* TASK DETAILS *
Reproduce every line in the rows below without a single change.

Start of GIVEN RECORDS

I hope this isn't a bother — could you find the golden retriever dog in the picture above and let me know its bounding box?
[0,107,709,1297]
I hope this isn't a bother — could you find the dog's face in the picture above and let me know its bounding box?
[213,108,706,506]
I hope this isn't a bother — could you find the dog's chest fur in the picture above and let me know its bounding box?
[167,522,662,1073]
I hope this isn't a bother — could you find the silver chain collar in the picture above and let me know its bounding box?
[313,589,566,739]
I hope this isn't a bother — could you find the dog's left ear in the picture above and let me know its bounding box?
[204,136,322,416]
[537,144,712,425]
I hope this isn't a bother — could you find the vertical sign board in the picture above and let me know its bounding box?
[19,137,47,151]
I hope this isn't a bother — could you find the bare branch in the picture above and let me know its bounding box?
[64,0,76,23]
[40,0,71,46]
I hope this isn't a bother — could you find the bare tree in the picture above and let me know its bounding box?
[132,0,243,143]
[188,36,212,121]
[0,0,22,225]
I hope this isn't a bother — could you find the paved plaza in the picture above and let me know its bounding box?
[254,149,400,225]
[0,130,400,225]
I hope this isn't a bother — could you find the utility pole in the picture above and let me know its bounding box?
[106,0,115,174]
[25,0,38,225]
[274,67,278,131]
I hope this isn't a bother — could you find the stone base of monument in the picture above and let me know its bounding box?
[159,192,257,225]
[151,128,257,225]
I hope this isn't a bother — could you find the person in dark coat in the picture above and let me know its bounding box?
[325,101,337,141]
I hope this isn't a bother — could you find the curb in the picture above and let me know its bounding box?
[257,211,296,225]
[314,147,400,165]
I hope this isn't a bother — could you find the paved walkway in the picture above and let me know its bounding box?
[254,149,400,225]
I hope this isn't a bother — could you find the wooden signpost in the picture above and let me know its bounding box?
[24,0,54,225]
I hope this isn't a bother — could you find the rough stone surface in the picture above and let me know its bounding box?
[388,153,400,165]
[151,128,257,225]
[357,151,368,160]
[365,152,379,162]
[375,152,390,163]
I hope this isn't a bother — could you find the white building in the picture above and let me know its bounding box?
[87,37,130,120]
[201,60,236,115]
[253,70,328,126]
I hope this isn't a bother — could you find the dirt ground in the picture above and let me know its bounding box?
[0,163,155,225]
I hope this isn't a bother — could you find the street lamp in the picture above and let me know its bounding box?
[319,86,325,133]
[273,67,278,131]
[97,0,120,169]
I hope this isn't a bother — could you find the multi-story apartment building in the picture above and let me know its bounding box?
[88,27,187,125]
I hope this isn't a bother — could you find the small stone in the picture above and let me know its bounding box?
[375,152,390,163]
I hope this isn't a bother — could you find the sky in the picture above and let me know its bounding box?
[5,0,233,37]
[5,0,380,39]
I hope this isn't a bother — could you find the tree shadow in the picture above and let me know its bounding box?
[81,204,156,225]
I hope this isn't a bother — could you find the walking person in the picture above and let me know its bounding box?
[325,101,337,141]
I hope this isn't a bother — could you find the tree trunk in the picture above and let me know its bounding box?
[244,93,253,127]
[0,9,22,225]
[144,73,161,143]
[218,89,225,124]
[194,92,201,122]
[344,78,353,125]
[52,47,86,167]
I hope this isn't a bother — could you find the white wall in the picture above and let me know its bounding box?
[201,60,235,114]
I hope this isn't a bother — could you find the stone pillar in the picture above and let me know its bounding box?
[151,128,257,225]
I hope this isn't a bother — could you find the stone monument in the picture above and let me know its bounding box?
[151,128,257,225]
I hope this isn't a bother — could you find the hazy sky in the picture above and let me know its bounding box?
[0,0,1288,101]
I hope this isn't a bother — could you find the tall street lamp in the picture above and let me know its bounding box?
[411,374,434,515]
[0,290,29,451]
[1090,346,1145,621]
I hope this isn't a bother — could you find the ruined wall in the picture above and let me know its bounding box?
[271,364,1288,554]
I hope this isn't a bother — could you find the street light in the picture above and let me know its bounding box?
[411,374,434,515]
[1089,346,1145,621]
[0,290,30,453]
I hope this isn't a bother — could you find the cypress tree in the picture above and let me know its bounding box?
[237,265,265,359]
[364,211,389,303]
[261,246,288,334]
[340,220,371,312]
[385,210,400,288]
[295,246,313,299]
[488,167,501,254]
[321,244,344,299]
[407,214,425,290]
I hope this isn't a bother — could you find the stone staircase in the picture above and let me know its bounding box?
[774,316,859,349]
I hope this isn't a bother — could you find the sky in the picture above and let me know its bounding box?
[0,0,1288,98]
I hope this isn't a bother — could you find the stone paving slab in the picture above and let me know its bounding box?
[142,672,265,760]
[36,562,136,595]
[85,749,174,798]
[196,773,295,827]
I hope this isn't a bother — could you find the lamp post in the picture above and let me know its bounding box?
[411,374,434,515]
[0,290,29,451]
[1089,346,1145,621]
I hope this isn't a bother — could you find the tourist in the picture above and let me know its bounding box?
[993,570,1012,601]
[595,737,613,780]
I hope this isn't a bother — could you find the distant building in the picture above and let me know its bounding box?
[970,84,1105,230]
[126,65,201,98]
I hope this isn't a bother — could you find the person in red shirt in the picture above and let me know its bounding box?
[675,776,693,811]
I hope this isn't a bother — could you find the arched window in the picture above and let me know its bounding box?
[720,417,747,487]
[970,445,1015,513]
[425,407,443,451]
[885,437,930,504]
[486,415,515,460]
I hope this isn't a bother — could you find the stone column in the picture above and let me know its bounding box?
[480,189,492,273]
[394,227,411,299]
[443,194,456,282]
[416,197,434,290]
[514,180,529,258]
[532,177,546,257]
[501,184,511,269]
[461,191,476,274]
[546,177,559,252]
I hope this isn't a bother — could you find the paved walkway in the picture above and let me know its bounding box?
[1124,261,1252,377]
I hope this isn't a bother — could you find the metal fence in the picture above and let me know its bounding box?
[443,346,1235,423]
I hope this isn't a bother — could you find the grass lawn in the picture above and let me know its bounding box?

End of GIVEN RECORDS

* RESPONSE *
I hope this isn't a bother — could you find the golden retriever dog in the picture above and let me know its bounding box?
[0,107,709,1297]
I hope this isn't a bother — could you find the dog's face in the picture above and let me know its bounding box?
[213,108,706,506]
I hope this isn't a bother — could you find the dog's chest fur in the picture above and let me know its bounding box?
[167,522,662,1073]
I hope this isn't a bother — could you find the silver chain collar in the picture above and let me know its bounding box?
[313,589,566,739]
I hope this isn't a bother — could you find the dog's left ear in the picture above and let me know its bounding box?
[204,136,322,416]
[537,144,712,425]
I hope this isn't a bother — could you find the vertical sign board in the picture above and let me know its bounding box?
[19,137,47,151]
I hope this isn't a bother — could you find the bare branch in the picture above and let me know its bounding box?
[64,0,76,23]
[40,0,71,46]
I hope this isn't a bother — could you find the bare tree in the picture above and let me know its bounding box?
[132,0,243,143]
[188,36,212,121]
[0,0,22,225]
I hope this isn't a bother — could you find the paved plaza in the picture above and let me know its bounding box?
[254,149,400,225]
[0,130,400,225]
I hope this isn't a bother — could you find the utility pole in the picture above and let me know its bounding box?
[106,0,115,174]
[25,0,38,225]
[274,67,278,131]
I hope this isn't a bother — could you find the stone base of monument in the picture above and let me know its bounding box?
[159,192,257,225]
[151,128,257,225]
I hope this isn't a bother — could you find the person in dark coat in the picture above and let me know its bounding box?
[325,101,337,141]
I hope this isn't a bother — could you find the curb in the picture above and let me know its bounding box?
[257,211,296,225]
[314,147,400,165]
I hope this isn't a bother — could you find the paved walkway in the picture above and let me know its bounding box?
[254,149,400,225]
I hope this isn't a bother — could you find the wooden signpost in the picture above and let me know its bounding box?
[24,0,54,225]
I hope this isn't a bother — could you find the rough stone surface in the picture above and let me know its bounding box?
[388,153,400,165]
[151,128,257,225]
[357,151,368,160]
[365,152,379,162]
[375,152,390,163]
I hope this isn't a bother — could you find the white building in the picture above and let me know its bounding box?
[87,37,130,120]
[201,60,236,115]
[253,70,328,126]
I hope this isn't a bother — could you find the dirt ground in the picture above and let me know its bounding box?
[0,163,155,225]
I hope this isn't a bother — could you find the street lamp in the picture above and let me know its bounding box?
[319,86,325,133]
[273,67,278,131]
[97,0,120,169]
I hope this isn't a bother — could you find the multi-story apartment building in the picture above and let me know its bounding box?
[88,27,187,125]
I hope this isn't a bother — could you find the small stone in the picture above and let me know its bounding box?
[375,152,390,163]
I hope this isn't a bother — could you find the sky in the picture above and let me know its bounding box?
[5,0,233,37]
[5,0,380,39]
I hope this isn't a bother — could you find the tree shadow in the picture above and let me know its bounding box?
[81,204,156,225]
I hope this isn't a bother — could you find the walking person in the picture above and let me know its bounding box?
[325,101,337,141]
I hope this isn't a bother — could you find the tree trunk in the picture above and let me know its bounding box?
[244,93,253,127]
[0,9,22,225]
[144,73,161,143]
[218,89,225,124]
[194,92,201,122]
[344,78,353,125]
[52,47,86,167]
I hope this isn't a bother — could you find the white wall in the picture above and let me know its bounding box?
[201,60,235,114]
I hope this isn't a bother — could you find the stone pillar in the picture above and let me know its bounding box?
[151,128,257,225]
I hope this isn't a bother — could you find the stone monument in the picture above and let me know its bounding box?
[151,128,257,225]
I hope this isn't a bother — could you find the hazy sky in the picture above and let me know its bounding box?
[0,0,1288,101]
I hope this isn't a bother — could you find the tall street lamp in the picture above and let me know its bounding box?
[411,374,434,515]
[0,290,29,451]
[1090,346,1145,621]
I hope this isn't a bother — could you find the ruined wall in the picture above and let me know its bounding box?
[271,364,1288,554]
I hope this isn't a bother — could you find the street light in the picture above and let me know its bounding box?
[411,374,434,515]
[1089,346,1145,621]
[0,290,30,453]
I hope this isn't a bother — could you find the cypress tree in the picture above and let me know its bounding box?
[237,265,265,359]
[364,211,389,303]
[261,246,288,334]
[340,220,371,312]
[385,210,400,288]
[295,246,313,299]
[488,167,501,254]
[321,244,344,299]
[407,214,425,290]
I hope this isn't a bother — could you find the stone staircase in the picture above and let me know its bounding box?
[774,316,859,349]
I hope this isn't a bother — could you find the sky in the picture above and let me know its bounding box?
[0,0,1288,98]
I hope this isn't a bother — could you find the stone paving slab in the picture above and let me know its bounding box?
[142,672,265,760]
[36,562,136,595]
[85,749,174,798]
[196,773,295,827]
I hope this isn't a bother — could you find the lamp post in the picture above and let me know its bounding box?
[411,374,434,515]
[0,290,29,451]
[1089,346,1145,621]
I hope this isn't a bother — could you find the tourist in the picture above and let me know its bounding box?
[993,570,1012,601]
[595,737,613,780]
I hope this isn't a bother — could you find the distant building in the picture above and let me know its bounding box?
[970,84,1105,230]
[126,65,201,98]
I hope this isn't a bother — could you find the person in red shirt in the picture above and let me know its bounding box?
[675,776,693,811]
I hope this isn't a bother — could you find the arched window in the picture above and let me know its bounding box?
[720,417,747,487]
[970,445,1015,513]
[425,407,443,451]
[885,437,930,504]
[486,415,515,460]
I hope this isn't a bother — could you find the stone column in the picture above and let me know its bounding box?
[480,189,492,273]
[394,227,411,299]
[443,194,456,282]
[416,197,434,290]
[514,180,529,258]
[532,177,546,257]
[501,184,511,269]
[461,191,476,274]
[546,177,559,252]
I hope this isn't a bother — could you find the paved walkway in the picture above and let me know its bounding box?
[1124,261,1252,377]
I hope this isn't a bother — could you find the metal fence in the picture above and let me know its bounding box?
[443,346,1235,423]
I hope this isn't a bother — could you find the grass lawn in the picture above and let me know its bounding box?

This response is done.